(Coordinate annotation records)
'''

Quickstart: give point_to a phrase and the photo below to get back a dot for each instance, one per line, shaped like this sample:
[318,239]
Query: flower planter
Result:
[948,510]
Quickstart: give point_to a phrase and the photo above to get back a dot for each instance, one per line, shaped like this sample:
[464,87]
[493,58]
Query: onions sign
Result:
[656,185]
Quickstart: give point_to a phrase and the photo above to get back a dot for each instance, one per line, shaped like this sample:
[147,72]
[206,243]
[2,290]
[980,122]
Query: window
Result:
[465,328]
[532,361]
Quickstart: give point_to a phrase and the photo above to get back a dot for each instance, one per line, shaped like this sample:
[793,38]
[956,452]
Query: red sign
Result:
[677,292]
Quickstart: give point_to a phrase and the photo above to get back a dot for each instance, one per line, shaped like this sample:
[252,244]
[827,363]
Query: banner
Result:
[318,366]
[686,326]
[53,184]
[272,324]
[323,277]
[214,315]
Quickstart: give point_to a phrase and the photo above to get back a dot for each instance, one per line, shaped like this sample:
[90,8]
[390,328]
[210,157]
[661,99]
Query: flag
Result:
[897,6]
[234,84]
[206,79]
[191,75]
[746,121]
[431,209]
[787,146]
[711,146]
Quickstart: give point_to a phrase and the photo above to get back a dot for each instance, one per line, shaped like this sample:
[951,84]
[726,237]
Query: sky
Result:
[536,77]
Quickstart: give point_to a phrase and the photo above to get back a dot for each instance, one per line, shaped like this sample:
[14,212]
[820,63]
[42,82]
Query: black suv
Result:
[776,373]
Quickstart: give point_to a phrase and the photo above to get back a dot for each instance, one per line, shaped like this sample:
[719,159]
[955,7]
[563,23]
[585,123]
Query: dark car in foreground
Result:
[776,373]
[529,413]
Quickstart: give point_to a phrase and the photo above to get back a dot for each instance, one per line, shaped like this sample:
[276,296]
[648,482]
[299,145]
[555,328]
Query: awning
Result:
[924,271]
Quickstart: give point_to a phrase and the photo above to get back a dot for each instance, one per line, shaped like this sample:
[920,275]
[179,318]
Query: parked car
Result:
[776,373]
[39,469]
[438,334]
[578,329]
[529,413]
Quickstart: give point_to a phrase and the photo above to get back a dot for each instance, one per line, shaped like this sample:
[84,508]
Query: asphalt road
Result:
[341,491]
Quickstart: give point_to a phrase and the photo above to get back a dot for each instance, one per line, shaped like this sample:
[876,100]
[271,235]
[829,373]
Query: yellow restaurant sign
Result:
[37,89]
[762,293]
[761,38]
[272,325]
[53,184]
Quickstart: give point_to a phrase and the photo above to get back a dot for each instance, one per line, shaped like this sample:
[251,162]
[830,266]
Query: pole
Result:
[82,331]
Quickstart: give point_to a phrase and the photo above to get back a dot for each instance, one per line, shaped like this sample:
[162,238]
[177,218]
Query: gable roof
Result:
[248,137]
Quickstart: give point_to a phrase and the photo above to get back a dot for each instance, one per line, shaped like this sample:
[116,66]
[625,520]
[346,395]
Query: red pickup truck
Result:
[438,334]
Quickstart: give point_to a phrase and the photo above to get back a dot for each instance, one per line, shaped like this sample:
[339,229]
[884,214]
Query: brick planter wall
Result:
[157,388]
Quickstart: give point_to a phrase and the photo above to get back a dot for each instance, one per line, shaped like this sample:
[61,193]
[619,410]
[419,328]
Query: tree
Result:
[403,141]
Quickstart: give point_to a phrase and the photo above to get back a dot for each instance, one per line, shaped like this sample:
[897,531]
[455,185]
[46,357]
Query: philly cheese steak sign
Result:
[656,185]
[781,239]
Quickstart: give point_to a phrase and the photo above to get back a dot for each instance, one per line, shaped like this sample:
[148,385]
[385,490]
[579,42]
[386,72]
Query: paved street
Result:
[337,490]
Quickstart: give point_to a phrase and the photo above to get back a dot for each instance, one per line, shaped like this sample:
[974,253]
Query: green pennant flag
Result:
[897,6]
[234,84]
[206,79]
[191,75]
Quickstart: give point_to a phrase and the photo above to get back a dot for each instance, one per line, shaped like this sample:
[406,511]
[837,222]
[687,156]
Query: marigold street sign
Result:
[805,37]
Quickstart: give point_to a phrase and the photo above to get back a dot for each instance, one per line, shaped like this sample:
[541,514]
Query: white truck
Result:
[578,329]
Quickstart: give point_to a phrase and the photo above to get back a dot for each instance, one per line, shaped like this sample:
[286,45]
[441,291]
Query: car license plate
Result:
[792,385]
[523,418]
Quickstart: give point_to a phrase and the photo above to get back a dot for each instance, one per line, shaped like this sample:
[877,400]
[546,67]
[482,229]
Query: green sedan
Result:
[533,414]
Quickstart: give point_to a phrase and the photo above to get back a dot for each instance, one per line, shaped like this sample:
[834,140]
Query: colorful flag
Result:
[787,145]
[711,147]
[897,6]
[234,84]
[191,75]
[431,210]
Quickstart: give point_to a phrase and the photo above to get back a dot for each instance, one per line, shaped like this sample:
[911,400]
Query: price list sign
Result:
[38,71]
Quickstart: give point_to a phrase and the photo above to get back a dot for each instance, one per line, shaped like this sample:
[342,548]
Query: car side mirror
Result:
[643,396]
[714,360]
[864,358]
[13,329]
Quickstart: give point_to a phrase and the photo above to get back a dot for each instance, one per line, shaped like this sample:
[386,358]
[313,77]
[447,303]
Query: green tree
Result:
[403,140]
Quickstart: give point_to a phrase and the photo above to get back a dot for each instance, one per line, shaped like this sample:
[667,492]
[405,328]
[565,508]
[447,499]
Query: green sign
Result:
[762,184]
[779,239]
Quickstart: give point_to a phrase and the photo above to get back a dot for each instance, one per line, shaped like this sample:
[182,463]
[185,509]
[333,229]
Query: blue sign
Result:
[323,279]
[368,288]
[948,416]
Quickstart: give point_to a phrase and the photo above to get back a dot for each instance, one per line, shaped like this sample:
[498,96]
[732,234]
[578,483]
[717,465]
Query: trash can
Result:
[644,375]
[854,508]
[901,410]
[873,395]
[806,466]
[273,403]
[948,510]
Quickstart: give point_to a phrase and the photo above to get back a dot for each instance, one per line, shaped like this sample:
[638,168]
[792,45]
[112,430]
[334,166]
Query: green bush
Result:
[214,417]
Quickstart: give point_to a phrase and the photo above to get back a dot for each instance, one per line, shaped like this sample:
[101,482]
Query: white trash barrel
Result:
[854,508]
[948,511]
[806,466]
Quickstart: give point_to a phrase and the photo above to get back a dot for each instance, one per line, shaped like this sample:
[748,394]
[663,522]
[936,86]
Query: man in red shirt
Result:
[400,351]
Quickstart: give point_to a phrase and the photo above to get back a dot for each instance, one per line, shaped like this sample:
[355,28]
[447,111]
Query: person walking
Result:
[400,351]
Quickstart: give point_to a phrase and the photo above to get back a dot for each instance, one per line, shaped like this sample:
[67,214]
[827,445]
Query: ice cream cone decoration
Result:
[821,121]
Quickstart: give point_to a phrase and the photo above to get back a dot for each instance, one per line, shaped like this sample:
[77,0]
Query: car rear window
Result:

'''

-- Problem description --
Pick out each line of the material above that contains the string "flag", and copy those lines one per line.

-- Exercise response --
Query: flag
Query: green pennant flag
Query: colorful flag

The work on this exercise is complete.